» ЗАДАНИЯ
- 1) Перепишите из фрагмента о теодицее без изменений отрывок, который начинается словами «Философ Игорь Зайцев в» и идет до слов «трагедию XX века.» включительно.
- 2) Какое событие, согласно фрагменту о теодицее, максимально остро поставило вопрос о зле?
- 3) Продолжите фрагмент о теодицее с того места, где он заканчивается.

+++ ФРАГМЕНТ ДОКУМЕНТА

Опыт каждого человека говорит о том, что мир, в котором мы живем, полон боли, страданий и зла. Одна за другой вспыхивают войны, откуда-то взявшийся вирус косит людей, как траву. Самый распространенный вопрос, который возникает у человека после осознания этого опыта, — а где во всем этом Бог? В чем Его действие в этой жизни, Его — Абсолютного Добра, Бога любви?
Философ Игорь Зайцев в нашем цикле «И где был ваш Бог?» знакомит с различными подходами к построению теодицеи — «оправданию Бога».
Холокост максимально остро поставил вопрос о зле и обратил особое внимание на проблему теодицеи. Как возможно настолько чудовищное зло? Как в нем могло участвовать столько людей? Каким образом государство способствовало этому злу? Философ Игорь Зайцев расскажет, как мы можем попытаться осмыслить великую трагедию XX века.

++++++
+++ ИСХОДНЫЕ ДАННЫЕ

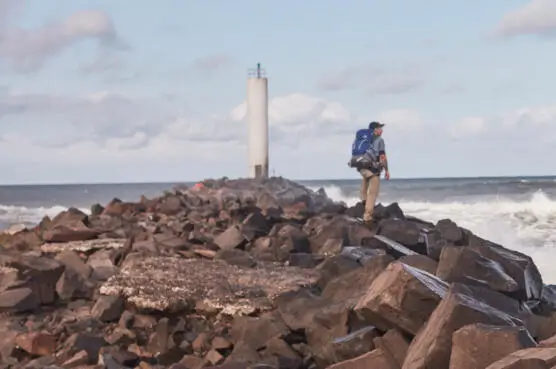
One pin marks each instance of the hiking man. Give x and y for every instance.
(369, 157)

++++++

» ОТВЕТЫ К ЗАДАНИЯМ
- 1)
Философ Игорь Зайцев в нашем цикле «И где был ваш Бог?» знакомит с различными подходами к построению теодицеи — «оправданию Бога».
Холокост максимально остро поставил вопрос о зле и обратил особое внимание на проблему теодицеи. Как возможно настолько чудовищное зло? Как в нем могло участвовать столько людей? Каким образом государство способствовало этому злу? Философ Игорь Зайцев расскажет, как мы можем попытаться осмыслить великую трагедию XX века.

- 2) Холокост.

- 3)
Слово «холокост» с древнегреческого языка обозначает «всесожжение» — массовое жертвоприношение, когда уничтожаются сотни, тысячи жертвенных животных. В XX веке появилось новое значение: «массовое уничтожение нацистами различных этнических и социальных групп». Масштаб этой катастрофы поражает воображение, но самым шокирующим оказывается факт, что подготовлена она оказалась руками миллионов людей. Одни люди организовали фабрику по уничтожению других. Это не были патологические маньяки или социопаты — это были обычные люди.
Античный философ Платон полагал, что зло человек может совершить только по ошибке. Почему? Причиняя зло, я причиняю вред себе самому, а потому никто в здравом уме и твердой памяти не будет творить зло. Христианин Достоевский утверждает иначе: я осознаю зло, но все равно совершаю его и грешу. Мы осознаем грех как грех. А что происходит в душе? Почему мы понимаем, что грешим, но продолжаем грешить?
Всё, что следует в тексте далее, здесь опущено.